### Problems to work on
1: In the GitHub issue below about a slow HTTP/2 server, explain in one to three sentences what the commented-out TLSNextProto line in the server code is for.
2: Go on with the GitHub issue about a slow HTTP/2 server, picking up after its final line.

### Page extract
Skip to content
New issue

Have a question about this project? Sign up for a free GitHub account to open an issue and contact its maintainers and the community.

By clicking “Sign up for GitHub”, you agree to our terms of service and privacy statement. We’ll occasionally send you account related emails.

Already on GitHub? Sign in to your account

x/net/http2: Server is slow under load (flow control?) #18404

Closed
erin-noe-payne opened this issue Dec 21, 2016 · 14 comments
Closed

x/net/http2: Server is slow under load (flow control?) #18404

erin-noe-payne opened this issue Dec 21, 2016 · 14 comments
Labels
FrozenDueToAge WaitingForInfo Issue is not actionable because of missing required information, which needs to be provided.
Milestone

Comments

@erin-noe-payne
Copy link

erin-noe-payne commented Dec 21, 2016

What version of Go are you using (go version)?

go version go1.7.4 darwin/amd64

What operating system and processor architecture are you using (go env)?

GOARCH="amd64"
GOBIN=""
GOEXE=""
GOHOSTARCH="amd64"
GOHOSTOS="darwin"
GOOS="darwin"
GOPATH="/Users/erin.noe-payne/local/go"
GORACE=""
GOROOT="/usr/local/go"
GOTOOLDIR="/usr/local/go/pkg/tool/darwin_amd64"
CC="clang"
GOGCCFLAGS="-fPIC -m64 -pthread -fno-caret-diagnostics -Qunused-arguments -fmessage-length=0 -gno-record-gcc-switches -fno-common"
CXX="clang++"
CGO_ENABLED="1"

What did you do?

  • Start an http server.
  • Put it under some load: 25 req / s for 10s, each posting a 5mb text file
  • Compare the results for https/1.1 to http/2

The server code:

package main

import (
	"io/ioutil"
	"log"
	"net/http"
)

type handler struct{}

func (*handler) ServeHTTP(res http.ResponseWriter, req *http.Request) {
	ioutil.ReadAll(req.Body)
	req.Body.Close()
}

func main() {
	server := &http.Server{
		Addr:    ":3000",
		Handler: &handler{},
		// Uncomment to disable http/2
		// TLSNextProto: make(map[string]func(*http.Server, *tls.Conn, http.Handler)),
	}

	log.Fatal(server.ListenAndServeTLS("tls/server.crt", "tls/server.key"))
}

Create a data file for testing:
$ mkfile -n 5m 5mb.txt

Using the vegeta load test client:
$ echo PUT https://localhost:3000/ | vegeta attack -insecure -duration=10s -rate=25 -body=5mb.txt | vegeta report

Run the same test against the server running in http/1.1 and http/2 mode.

What did you expect to see?

I would expect the performance (average latency / throughput) of an http/2 server to be similar or better than http/1.1.

What did you see instead?

### Source material

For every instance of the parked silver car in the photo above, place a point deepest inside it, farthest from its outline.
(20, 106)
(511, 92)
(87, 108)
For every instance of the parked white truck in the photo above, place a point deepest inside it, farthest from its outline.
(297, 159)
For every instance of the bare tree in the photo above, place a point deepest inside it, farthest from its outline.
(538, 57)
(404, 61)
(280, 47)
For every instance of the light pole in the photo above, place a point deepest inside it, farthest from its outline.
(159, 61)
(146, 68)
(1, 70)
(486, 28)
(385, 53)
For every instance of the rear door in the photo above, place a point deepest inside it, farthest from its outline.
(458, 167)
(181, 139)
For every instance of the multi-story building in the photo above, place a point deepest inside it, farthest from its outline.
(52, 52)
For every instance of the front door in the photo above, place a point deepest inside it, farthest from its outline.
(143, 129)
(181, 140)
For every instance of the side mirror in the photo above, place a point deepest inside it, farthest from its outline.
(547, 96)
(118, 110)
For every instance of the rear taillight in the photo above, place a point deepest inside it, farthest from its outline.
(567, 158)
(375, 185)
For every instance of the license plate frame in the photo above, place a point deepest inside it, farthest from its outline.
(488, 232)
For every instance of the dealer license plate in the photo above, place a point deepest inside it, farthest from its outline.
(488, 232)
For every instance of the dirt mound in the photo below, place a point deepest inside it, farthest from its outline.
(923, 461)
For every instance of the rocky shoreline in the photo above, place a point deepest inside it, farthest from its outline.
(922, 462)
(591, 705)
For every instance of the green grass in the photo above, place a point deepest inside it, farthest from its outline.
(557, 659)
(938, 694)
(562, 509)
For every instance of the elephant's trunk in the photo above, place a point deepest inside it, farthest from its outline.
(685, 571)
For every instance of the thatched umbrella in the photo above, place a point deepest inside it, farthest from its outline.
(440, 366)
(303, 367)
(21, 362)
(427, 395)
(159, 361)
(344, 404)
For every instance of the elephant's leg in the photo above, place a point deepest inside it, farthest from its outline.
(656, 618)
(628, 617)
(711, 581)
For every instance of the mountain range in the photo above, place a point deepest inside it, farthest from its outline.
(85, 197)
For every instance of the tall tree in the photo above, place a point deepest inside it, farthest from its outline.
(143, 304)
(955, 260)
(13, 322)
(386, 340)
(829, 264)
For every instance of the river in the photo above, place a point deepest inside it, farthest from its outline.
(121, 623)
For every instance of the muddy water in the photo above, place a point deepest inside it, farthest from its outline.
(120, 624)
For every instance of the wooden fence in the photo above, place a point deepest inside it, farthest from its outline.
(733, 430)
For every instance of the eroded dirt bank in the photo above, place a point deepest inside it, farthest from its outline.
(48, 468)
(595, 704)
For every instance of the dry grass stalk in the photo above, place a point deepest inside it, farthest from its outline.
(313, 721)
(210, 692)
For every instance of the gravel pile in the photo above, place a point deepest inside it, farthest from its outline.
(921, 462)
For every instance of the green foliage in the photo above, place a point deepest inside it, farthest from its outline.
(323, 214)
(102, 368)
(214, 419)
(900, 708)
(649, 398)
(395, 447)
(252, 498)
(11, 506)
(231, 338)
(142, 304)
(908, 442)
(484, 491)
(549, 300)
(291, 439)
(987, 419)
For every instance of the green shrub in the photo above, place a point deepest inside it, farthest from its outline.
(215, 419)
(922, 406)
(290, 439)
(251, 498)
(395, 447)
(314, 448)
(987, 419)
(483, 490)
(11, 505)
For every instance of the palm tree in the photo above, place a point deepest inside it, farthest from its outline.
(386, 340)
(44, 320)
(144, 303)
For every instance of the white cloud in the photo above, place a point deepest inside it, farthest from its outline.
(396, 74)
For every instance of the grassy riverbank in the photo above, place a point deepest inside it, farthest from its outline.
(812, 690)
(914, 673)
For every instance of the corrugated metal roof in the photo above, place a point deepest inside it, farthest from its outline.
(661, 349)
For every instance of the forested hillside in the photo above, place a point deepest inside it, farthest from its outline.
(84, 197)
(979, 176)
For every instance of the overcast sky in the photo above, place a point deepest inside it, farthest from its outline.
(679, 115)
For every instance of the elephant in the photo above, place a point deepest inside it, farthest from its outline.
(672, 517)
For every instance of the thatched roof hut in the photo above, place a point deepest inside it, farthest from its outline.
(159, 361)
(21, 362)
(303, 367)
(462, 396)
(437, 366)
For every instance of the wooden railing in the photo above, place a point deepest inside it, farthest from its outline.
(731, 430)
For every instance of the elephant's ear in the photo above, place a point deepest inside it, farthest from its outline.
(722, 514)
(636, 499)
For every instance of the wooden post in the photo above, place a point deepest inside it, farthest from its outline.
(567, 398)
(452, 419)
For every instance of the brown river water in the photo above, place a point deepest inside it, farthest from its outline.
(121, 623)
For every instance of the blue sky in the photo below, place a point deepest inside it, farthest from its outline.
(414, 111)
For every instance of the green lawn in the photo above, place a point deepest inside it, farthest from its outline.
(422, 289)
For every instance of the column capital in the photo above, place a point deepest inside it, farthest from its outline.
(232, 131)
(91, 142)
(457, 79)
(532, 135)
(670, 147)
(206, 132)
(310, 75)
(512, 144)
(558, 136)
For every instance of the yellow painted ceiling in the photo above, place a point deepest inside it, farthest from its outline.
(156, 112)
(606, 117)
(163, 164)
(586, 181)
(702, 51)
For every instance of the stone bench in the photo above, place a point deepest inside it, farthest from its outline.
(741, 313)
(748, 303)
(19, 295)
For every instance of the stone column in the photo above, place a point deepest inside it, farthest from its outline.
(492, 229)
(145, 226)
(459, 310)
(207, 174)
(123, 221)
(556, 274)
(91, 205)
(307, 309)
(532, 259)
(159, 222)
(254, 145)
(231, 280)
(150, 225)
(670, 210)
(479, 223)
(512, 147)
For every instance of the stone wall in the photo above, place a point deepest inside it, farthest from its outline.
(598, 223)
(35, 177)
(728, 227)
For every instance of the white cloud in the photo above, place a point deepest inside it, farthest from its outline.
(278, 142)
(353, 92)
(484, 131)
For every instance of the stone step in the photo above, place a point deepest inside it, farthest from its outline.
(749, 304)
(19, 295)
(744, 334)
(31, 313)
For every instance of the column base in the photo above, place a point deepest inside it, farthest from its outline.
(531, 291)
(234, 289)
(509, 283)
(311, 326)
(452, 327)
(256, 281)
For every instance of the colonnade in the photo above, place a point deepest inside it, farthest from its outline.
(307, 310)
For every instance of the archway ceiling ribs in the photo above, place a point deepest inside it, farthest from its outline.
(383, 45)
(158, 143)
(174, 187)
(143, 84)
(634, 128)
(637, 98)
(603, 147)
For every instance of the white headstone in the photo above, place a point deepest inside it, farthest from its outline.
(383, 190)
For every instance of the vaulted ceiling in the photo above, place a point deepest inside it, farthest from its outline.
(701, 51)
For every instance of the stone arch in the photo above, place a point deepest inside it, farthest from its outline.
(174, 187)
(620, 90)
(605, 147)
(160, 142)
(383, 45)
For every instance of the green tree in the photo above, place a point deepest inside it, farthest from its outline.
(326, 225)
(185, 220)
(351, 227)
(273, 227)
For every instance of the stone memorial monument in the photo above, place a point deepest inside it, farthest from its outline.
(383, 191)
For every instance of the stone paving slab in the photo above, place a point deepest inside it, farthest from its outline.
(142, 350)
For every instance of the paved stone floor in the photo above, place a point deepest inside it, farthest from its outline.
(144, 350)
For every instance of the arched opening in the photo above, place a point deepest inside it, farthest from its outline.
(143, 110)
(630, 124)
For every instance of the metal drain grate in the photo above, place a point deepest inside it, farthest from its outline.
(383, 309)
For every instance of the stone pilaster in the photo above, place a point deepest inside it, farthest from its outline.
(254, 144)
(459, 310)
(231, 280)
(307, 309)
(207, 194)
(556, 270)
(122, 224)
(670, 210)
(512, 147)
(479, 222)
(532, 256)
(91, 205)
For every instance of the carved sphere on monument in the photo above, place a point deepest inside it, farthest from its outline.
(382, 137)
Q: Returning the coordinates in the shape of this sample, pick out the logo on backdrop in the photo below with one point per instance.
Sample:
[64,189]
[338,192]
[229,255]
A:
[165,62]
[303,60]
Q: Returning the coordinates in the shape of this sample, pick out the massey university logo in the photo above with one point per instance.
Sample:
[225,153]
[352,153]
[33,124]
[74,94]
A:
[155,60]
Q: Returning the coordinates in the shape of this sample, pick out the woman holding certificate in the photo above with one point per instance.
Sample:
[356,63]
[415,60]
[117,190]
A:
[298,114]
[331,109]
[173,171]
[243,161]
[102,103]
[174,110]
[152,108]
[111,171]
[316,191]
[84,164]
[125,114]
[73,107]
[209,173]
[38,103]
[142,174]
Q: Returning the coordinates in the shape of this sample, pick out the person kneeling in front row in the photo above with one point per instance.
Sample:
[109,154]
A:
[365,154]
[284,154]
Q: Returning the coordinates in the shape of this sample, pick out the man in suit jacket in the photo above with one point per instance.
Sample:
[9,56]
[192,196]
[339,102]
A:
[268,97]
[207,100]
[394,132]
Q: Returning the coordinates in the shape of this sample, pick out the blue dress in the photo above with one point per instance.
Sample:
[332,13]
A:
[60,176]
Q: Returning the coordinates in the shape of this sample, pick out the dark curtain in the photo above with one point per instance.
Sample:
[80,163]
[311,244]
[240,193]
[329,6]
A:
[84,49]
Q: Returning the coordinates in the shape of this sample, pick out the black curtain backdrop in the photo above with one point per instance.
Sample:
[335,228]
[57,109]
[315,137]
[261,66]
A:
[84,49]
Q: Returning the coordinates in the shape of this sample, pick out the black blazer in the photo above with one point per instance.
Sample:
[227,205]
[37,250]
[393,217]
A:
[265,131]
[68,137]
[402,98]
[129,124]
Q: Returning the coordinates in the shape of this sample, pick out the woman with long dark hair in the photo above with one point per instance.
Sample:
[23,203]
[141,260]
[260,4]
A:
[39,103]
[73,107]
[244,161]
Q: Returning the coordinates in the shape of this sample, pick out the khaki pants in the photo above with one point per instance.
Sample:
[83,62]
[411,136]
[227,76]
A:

### Responses to the tasks
1: The comment above that line says that uncommenting it disables HTTP/2. This allows the same server to run in HTTP/1.1 mode, so the load test can be repeated against both HTTP/1.1 and HTTP/2 and the results compared.

2:
HTTP/2 results:

Making 25 req/s over 10s
Requests      [total, rate]            250, 25.10
Duration      [total, attack, wait]    42.305466622s, 9.959999799s, 32.345466823s
Latencies     [mean, 50, 95, 99, max]  31.880917546s, 33.618733832s, 37.184070581s, 37.822213047s, 38.701059773s
Bytes In      [total, mean]            0, 0.00
Bytes Out     [total, mean]            1310720000, 5242880.00
Success       [ratio]                  100.00%
Status Codes  [code:count]             200:250

http-2
HTTP/1.1 results:

Making 25 req/s over 10s
Requests      [total, rate]            250, 25.10
Duration      [total, attack, wait]    10.044000447s, 9.959999916s, 84.000531ms
Latencies     [mean, 50, 95, 99, max]  105.904846ms, 81.203795ms, 233.098998ms, 315.526192ms, 504.860265ms
Bytes In      [total, mean]            0, 0.00
Bytes Out     [total, mean]            1310720000, 5242880.00
Success       [ratio]                  100.00%
Status Codes  [code:count]             200:250

http-1 1

Further info:

  • If I reduce load to very low levels (say 1 req/s) HTTP 2 and 1.1 are comparable.
  • If I do not read the bytes off of the request - ioutil.ReadAll(req.Body) - then requests are processed quickly (fairly obvious)
  • The memory allocated for the process goes through the roof (~1.5GB) when http/2 is enabled. I am guessing this is because the latency is so high that many requests are being kept open in parallel, and all of their bodies are being held in memory.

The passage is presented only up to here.